Text under study ::
┏━━
OSHA's New Enforcement Procedures
August 1, 2015Comments
On December 24, 2014, OSHA’s Directorate of Enforcement Programs issued a 20-plus-page memorandum outlining its interim enforcement procedures for new reporting requirements under 29 CFR 1904.39. You may be asking yourself what this means. You also may be wondering whether this was an early holiday present for employers or a lump of coal left in companies’ stockings. While it seems certain that employers will have their hands full dealing with a host of new requests from OSHA for information as well as an almost-certain increase in inspections, the memorandum provides valuable insight into the questions employers likely will be asked and the criteria the agency will consider when deciding whether to visit a facility after an accident.
What are the new reporting requirements set forth in 29 CFR 1904.39? In case you missed it, OSHA now (effective January 1, 2015) requires employers to report the hospitalization of one or more employees (it used to be three), amputations, and/or the loss of an eye in addition to fatalities, which you have always had to report. Anticipating a significant surge in the number of reported incidents, OSHA is rolling out new procedures to provide field guidance on when to launch investigations.
Notably, this memorandum is not posted to OSHA’s website, a departure from past practice which saw the agency publicize and post similar initiatives.
When making your initial report to OSHA in response to a triggering event, you will be expected to provide the following information: the establishment name; the location of the incident; the time of the incident; the type of incident (fatality, hospitalization, amputation or loss of an eye); the number of employees who were so injured or hospitalized; their names; a contact person for the employer; and a description of the incident. Employers can report matters in person, over the phone or online. Keep in mind that you are writing and submitting your own words if you opt for the online reporting mechanism—many employers prefer to make an oral report.
┗━━
Parts of the exercise ::
**A.** For each statement, say yes or no to whether it agrees with the article on OSHA's new enforcement procedures, and quote the deciding words: (i) Employers must now report the hospitalization of even a single employee. (ii) The memorandum was posted to OSHA's website. (iii) Employers may make their report online.
**B.** Transcribe the article on OSHA's new enforcement procedures, starting with "OSHA's New Enforcement" and going on through "after an accident.".
The listing has no connection to the article on OSHA's new enforcement procedures.

Information provided ::
┏━━
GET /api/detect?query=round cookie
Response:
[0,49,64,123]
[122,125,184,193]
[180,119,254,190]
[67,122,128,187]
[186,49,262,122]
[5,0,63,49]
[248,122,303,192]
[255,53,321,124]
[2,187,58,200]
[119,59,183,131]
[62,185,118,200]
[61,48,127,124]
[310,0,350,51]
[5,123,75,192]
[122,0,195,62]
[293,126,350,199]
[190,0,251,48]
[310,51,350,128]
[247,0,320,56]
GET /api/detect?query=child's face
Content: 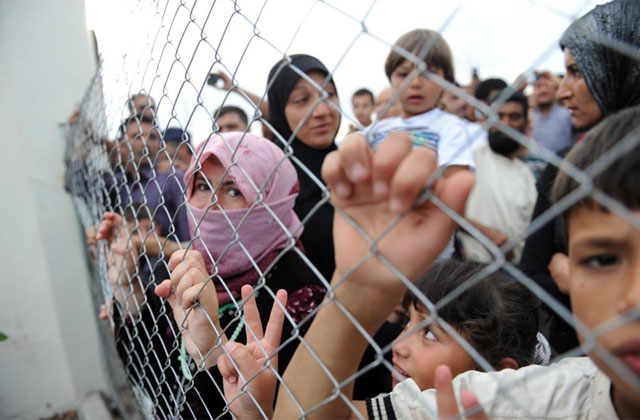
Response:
[392,307,475,390]
[352,95,373,127]
[568,206,640,404]
[391,61,444,118]
[127,121,160,165]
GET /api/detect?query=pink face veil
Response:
[184,132,302,304]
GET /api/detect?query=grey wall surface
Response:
[0,0,105,419]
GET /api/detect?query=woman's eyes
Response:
[227,187,242,197]
[424,329,438,341]
[292,96,309,105]
[580,254,620,269]
[196,182,211,191]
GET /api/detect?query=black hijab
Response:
[267,54,336,280]
[560,0,640,117]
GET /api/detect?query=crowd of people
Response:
[66,0,640,419]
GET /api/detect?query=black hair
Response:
[213,105,249,125]
[491,88,529,120]
[351,88,375,103]
[127,92,156,116]
[473,79,507,103]
[551,105,640,218]
[402,259,538,369]
[118,114,160,140]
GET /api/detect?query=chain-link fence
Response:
[67,0,640,418]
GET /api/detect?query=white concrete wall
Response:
[0,0,105,419]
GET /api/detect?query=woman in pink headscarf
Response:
[105,133,325,418]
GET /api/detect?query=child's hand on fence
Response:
[218,286,287,419]
[155,251,224,369]
[96,211,128,255]
[322,133,474,315]
[434,365,488,420]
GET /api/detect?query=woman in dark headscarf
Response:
[267,54,400,399]
[267,54,340,281]
[520,0,640,354]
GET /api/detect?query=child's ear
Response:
[496,357,520,370]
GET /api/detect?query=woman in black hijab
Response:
[520,0,640,354]
[267,54,340,281]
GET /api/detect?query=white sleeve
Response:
[438,121,476,169]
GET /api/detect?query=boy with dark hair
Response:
[274,107,640,419]
[458,91,538,263]
[351,88,374,127]
[105,114,189,242]
[365,29,474,178]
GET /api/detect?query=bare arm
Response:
[274,133,473,418]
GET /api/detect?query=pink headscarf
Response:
[184,132,302,305]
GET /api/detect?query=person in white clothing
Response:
[458,91,537,263]
[364,29,481,175]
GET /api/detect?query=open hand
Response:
[218,285,287,419]
[155,250,224,368]
[322,133,475,305]
[434,365,488,420]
┗━━
Task-by-task results ::
**A.**
(i) Yes: "requires employers to report the hospitalization of one or more employees (it used to be three)"
(ii) No: "this memorandum is not posted to OSHA’s website"
(iii) Yes: "Employers can report matters in person, over the phone or online."

**B.**
OSHA's New Enforcement Procedures
August 1, 2015Comments
On December 24, 2014, OSHA’s Directorate of Enforcement Programs issued a 20-plus-page memorandum outlining its interim enforcement procedures for new reporting requirements under 29 CFR 1904.39. You may be asking yourself what this means. You also may be wondering whether this was an early holiday present for employers or a lump of coal left in companies’ stockings. While it seems certain that employers will have their hands full dealing with a host of new requests from OSHA for information as well as an almost-certain increase in inspections, the memorandum provides valuable insight into the questions employers likely will be asked and the criteria the agency will consider when deciding whether to visit a facility after an accident.